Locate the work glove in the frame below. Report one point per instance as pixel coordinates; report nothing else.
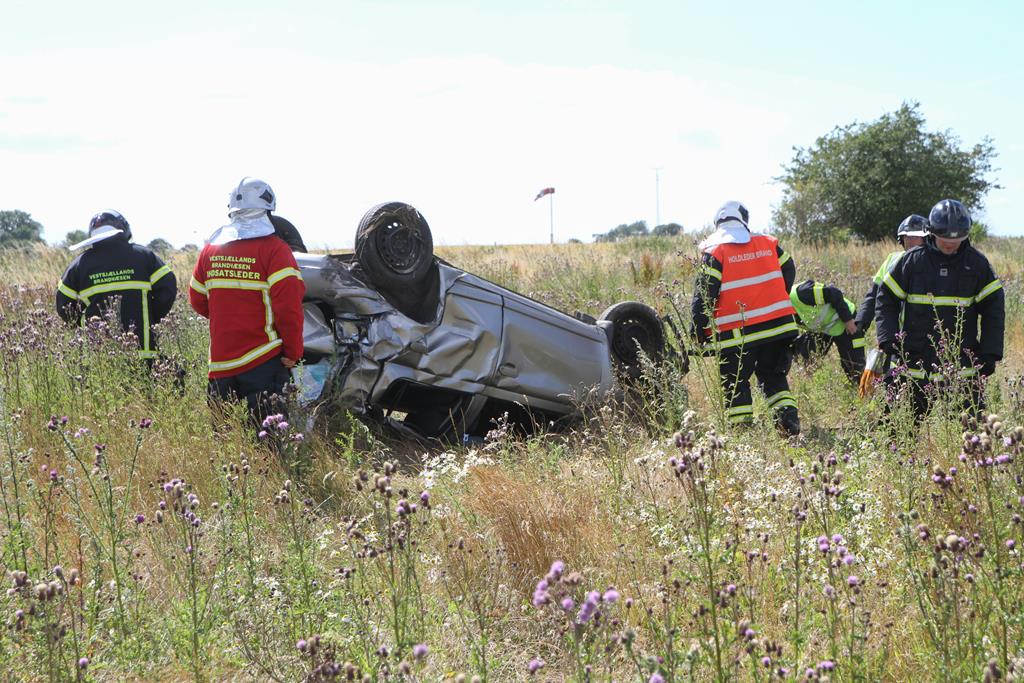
(870, 376)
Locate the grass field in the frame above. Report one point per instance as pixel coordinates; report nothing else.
(145, 540)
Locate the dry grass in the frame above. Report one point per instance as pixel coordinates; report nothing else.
(539, 519)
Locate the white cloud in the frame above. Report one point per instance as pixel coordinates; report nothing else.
(469, 141)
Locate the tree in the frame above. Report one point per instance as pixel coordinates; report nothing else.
(667, 230)
(18, 227)
(74, 237)
(621, 231)
(161, 246)
(863, 178)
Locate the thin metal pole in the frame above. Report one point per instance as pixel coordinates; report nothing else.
(551, 207)
(657, 197)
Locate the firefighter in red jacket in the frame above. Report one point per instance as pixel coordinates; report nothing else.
(743, 284)
(248, 285)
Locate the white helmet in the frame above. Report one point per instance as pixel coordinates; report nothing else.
(732, 211)
(252, 194)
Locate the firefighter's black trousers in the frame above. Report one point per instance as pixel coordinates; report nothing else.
(770, 361)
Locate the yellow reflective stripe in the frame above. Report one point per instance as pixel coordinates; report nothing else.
(893, 286)
(68, 292)
(271, 334)
(991, 287)
(123, 286)
(714, 272)
(932, 300)
(160, 272)
(223, 284)
(781, 398)
(247, 358)
(281, 274)
(738, 339)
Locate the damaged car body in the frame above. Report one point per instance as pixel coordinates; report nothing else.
(392, 330)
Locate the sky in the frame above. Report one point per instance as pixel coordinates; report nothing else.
(466, 110)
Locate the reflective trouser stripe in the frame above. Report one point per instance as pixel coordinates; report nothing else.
(143, 290)
(781, 399)
(738, 414)
(738, 338)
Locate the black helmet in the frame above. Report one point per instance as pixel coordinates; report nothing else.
(110, 217)
(949, 219)
(912, 226)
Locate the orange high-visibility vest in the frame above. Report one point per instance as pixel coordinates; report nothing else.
(753, 289)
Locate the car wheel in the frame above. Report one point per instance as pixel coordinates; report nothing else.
(394, 246)
(635, 327)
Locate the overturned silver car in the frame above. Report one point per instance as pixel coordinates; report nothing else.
(400, 337)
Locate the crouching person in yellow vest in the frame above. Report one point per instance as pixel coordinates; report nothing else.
(740, 305)
(826, 317)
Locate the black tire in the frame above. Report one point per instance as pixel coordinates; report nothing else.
(635, 327)
(394, 247)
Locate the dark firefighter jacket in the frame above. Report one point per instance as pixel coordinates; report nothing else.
(116, 272)
(957, 296)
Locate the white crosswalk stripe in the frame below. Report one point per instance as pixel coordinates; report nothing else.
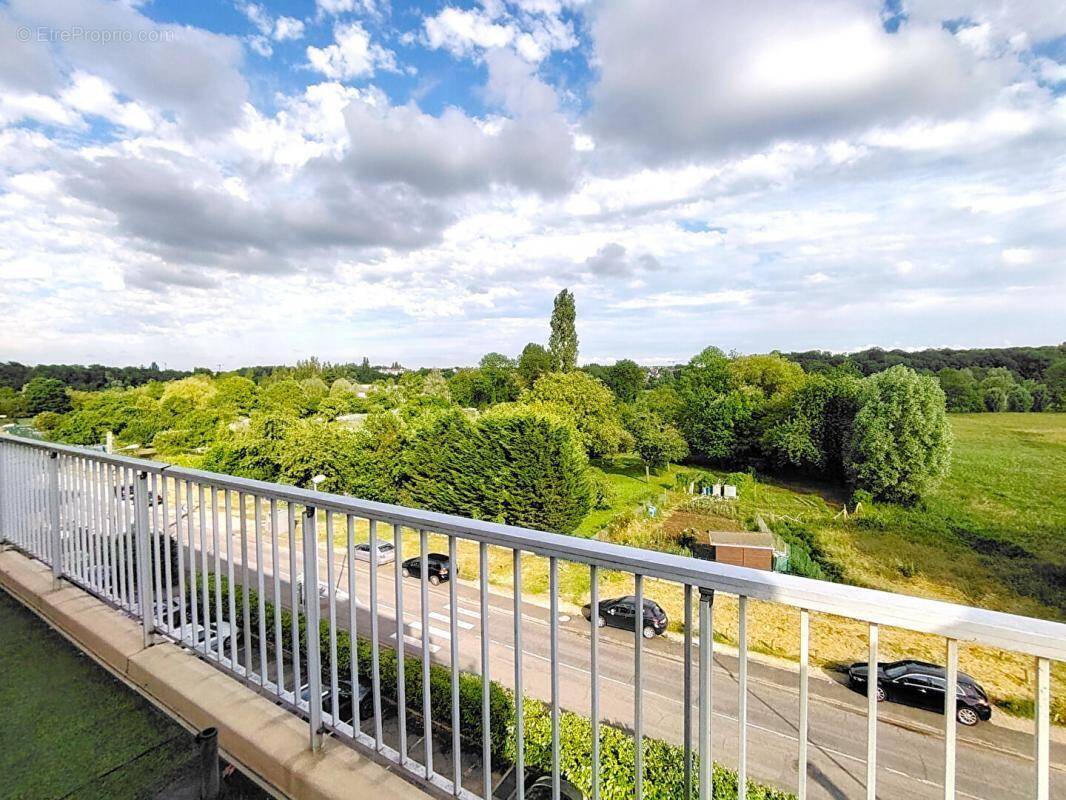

★ ★ ★

The lines from the one containing "Locate the crouching" through the last line above are to be repeated exactly, and only those. Any pictures must be left out.

Locate the crouching person in yellow vest in the frame above. Report one point per instance as pixel coordinates; report nothing else.
(740, 305)
(826, 317)
Locate the black tire in the frame above. Report one point per instance as pixel coordinates; report nothing else.
(635, 327)
(394, 247)
Locate the dark firefighter jacket in the frame above. Report one point per instance as pixel coordinates; report nothing else.
(116, 272)
(957, 296)
Locate the white crosswalk stripe in the frame below. Report one point per instance as pixel coordinates; report nothing else.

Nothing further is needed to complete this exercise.